Petikan Bacaan:
────
2.Sumber Daya yang terbatas

Terkadang, keterbatasan sumber daya dapat menjadi tantangan dalam menemukan solusi yang dapat memuaskan semua pihak.

3.Akses yang tidak setara

Tidak semua penduduk kota memiliki akses yang sama terhadap perumahan dan infrastruktur. Kelompok rentan seperti masyarakat miskin, penyandang disabilitas, dan etnis minoritas seringkali menghadapi kesulitan yang lebih besar dalam mengakses perumahan yang layak.

4.Koordinasi dan implementasi

Koordinasi yang memadai antara pemangku kepentingan dan pemerintah mengenai solusi yang disepakati sangat penting untuk mencapai hasil yang diinginkan, namun hubungan fungsional mungkin tidak selalu ada.

5.Dampak Lingkungan

Setiap dampak negatif terhadap lingkungan dan ekosistem sekitar akibat pembangunan perumahan dan infrastruktur baru harus dipertimbangkan secara serius, dan solusi berkelanjutan harus diupayakan.

Tujuan “dialog perkotaan” dalam rangka penyediaan perumahan dan penguasaan lahan yang layak bagi masyarakat berpenghasilan rendah yang tinggal di perkotaan dan permukiman informal adalah:

 

1.Memahami Kebutuhan dan Aspirasi:

Para pemangku kepentingan memahami kebutuhan dan aspirasi masyarakat berpenghasilan rendah yang tinggal di perkotaan dan permukiman informal yang membantu dalam merancang program dan kebijakan dengan solusi terfokus untuk memenuhi kebutuhan mereka.
────
Bahan Data:
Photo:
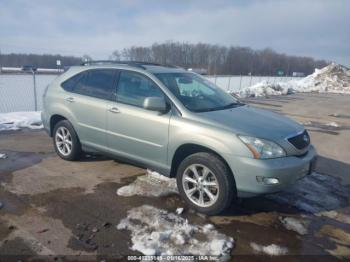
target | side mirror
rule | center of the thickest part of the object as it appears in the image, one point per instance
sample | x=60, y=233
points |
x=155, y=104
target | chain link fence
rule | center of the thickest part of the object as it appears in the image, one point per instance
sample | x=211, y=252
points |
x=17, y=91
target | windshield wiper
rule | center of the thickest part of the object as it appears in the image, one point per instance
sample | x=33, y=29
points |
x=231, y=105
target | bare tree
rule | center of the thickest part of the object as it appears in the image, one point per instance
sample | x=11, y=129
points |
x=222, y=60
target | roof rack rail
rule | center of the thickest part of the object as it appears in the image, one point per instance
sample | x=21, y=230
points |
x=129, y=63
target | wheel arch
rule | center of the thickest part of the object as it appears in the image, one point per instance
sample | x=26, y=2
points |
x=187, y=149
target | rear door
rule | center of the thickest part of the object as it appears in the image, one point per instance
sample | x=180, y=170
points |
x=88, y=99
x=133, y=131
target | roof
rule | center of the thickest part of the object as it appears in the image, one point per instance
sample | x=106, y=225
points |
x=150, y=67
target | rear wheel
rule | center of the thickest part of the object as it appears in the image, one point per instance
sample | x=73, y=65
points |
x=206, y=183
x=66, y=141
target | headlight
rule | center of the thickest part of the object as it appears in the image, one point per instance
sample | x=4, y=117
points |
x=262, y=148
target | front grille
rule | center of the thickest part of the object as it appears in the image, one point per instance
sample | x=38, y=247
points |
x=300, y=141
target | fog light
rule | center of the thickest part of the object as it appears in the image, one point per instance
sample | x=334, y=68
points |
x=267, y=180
────
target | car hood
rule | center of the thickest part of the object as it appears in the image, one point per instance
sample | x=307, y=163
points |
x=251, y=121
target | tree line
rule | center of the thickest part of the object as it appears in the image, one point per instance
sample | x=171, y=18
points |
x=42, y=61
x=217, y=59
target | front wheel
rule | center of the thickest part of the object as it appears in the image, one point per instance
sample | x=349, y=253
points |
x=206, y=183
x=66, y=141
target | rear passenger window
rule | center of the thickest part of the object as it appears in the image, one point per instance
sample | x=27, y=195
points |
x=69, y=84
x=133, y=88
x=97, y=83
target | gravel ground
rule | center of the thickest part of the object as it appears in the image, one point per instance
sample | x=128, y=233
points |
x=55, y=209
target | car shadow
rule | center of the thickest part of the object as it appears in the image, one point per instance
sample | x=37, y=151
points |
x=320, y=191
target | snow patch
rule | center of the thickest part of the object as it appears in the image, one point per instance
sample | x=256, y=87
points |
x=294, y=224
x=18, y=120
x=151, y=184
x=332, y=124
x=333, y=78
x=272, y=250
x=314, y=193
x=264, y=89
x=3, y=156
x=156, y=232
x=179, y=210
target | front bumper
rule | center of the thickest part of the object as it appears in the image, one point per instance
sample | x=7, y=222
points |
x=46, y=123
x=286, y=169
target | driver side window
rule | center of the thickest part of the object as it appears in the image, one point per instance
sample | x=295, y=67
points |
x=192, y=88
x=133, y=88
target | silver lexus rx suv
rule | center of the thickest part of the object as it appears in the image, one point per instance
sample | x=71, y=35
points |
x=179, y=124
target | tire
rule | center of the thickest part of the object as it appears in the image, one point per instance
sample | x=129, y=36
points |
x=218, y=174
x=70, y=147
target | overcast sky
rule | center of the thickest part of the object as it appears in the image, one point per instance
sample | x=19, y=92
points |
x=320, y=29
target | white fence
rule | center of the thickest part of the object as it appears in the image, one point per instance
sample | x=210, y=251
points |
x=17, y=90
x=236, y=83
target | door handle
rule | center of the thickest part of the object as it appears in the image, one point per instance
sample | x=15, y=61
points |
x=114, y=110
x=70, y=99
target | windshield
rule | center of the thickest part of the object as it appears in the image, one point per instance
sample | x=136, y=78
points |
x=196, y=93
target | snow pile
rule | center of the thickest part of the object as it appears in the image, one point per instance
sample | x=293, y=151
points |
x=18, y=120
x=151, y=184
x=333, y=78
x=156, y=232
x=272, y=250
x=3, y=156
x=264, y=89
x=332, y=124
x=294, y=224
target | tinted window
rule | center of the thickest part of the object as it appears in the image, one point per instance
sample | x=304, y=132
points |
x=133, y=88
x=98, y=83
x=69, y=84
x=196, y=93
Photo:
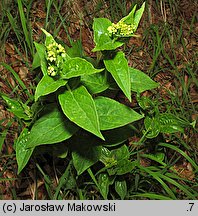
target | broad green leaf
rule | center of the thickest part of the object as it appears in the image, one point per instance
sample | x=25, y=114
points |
────
Tugas Latihan:
Jawab pertanyaan berikut berdasarkan petikan tentang perumahan di perkotaan:
(a) Kelompok rentan apa saja yang disebut kesulitan mendapatkan perumahan yang layak?
(b) Apa yang harus diupayakan terkait dampak negatif pembangunan terhadap lingkungan?
(c) Apa tujuan pertama "dialog perkotaan" yang disebutkan?
Data di atas adalah bahan tersendiri yang tidak berhubungan dengan petikan.

Jawaban Latihan:
(a) Masyarakat miskin, penyandang disabilitas, dan etnis minoritas.
(b) Solusi berkelanjutan.
(c) Memahami kebutuhan dan aspirasi.